-- EXTRACT PROVIDED --

To add to Keith's feedback, I'd suggest that if the program is red, then focus on implementing the minimally sufficient set of controls needed to bring it back on track as any additional effort is likely to drive the project even further over budget.
At a bare minimum, you'd want to be able to answer the $1MM question "Where are we at, where should we be, and what is the impact of the variance?" Kiron
Sergio Luis Conte
Helping to create solutions for everyone| Worldwide based Organizations
Buenos Aires, Argentina
I will write this in the best english I can (english is not my first language) so I hope do not sound rude. If there is nothing documented then everything is a matter of perception including yourself. No problem with that. Start working on perception. Go to each stakeholder and take from them their perception. If you detect there is a probem then remember that problem is the gap between perceived reality and desire reality then you can work on the perception, you can work on the desire or you can work on the gap to solve the problem. Just to comment, I was lot of times in the same situation you are describing above.

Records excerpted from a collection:

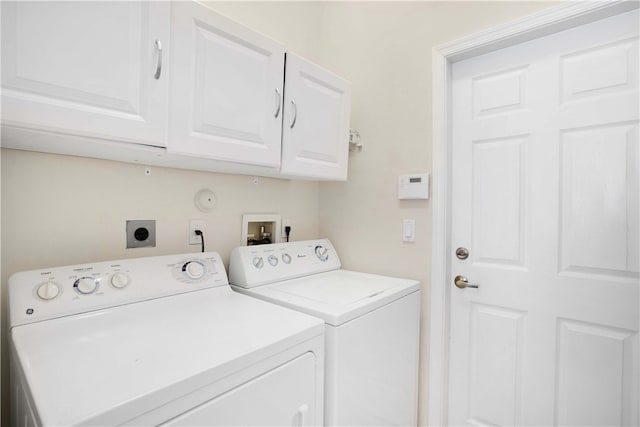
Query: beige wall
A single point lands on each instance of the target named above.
(58, 210)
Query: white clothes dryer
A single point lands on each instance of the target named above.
(158, 341)
(371, 326)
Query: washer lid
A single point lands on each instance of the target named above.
(336, 296)
(108, 366)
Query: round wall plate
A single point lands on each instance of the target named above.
(205, 200)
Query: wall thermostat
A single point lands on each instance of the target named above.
(414, 186)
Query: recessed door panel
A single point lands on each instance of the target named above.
(89, 68)
(227, 89)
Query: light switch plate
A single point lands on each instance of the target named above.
(409, 230)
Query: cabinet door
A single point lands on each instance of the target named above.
(226, 89)
(315, 140)
(87, 68)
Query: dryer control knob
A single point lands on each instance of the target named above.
(48, 291)
(86, 285)
(257, 262)
(120, 280)
(193, 270)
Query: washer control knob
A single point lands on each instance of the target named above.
(273, 260)
(193, 270)
(48, 291)
(322, 253)
(119, 280)
(85, 285)
(257, 262)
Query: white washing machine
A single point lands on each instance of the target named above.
(371, 326)
(158, 341)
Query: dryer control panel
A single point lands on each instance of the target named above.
(55, 292)
(252, 266)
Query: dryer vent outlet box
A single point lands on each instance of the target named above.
(258, 229)
(141, 234)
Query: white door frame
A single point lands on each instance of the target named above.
(552, 20)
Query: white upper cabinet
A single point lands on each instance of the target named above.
(168, 83)
(87, 68)
(226, 95)
(315, 139)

-- WHAT TO WORK ON --
(1) In the discussion about a struggling project, what does the first post recommend focusing on if the program is red?
(2) Carry on the discussion about a struggling project from the point where it stops.

-- RESPONSES TO THE EXERCISE --
(1) Implementing the minimally sufficient set of controls needed to bring it back on track.

(2)
Timothy,
Looking at gap-checklists will give you an idea how big the problem is on the technology side. I doubt this is priority one when the program is flagged red. And it will be handled once you re-started the program on the people side and it includes documentation and information sharing, but also re-building the team that is supposed to close all technology gaps. So my suggestion would be to do 1:1 with all team members and other key stakeholders, you might find out common and burning issues and you start try to solve them. Then re-align the team behind feasible goals, establish trust, and communicate, communicate. Thomas Thomas
Abolfazl Yousefi Darestani
Manager, Quality and Continuous Improvement| Hörmann-TNR Industrial Doors
Newmarket, Ontario, Canada
I do agree with Keith and Kiron's point.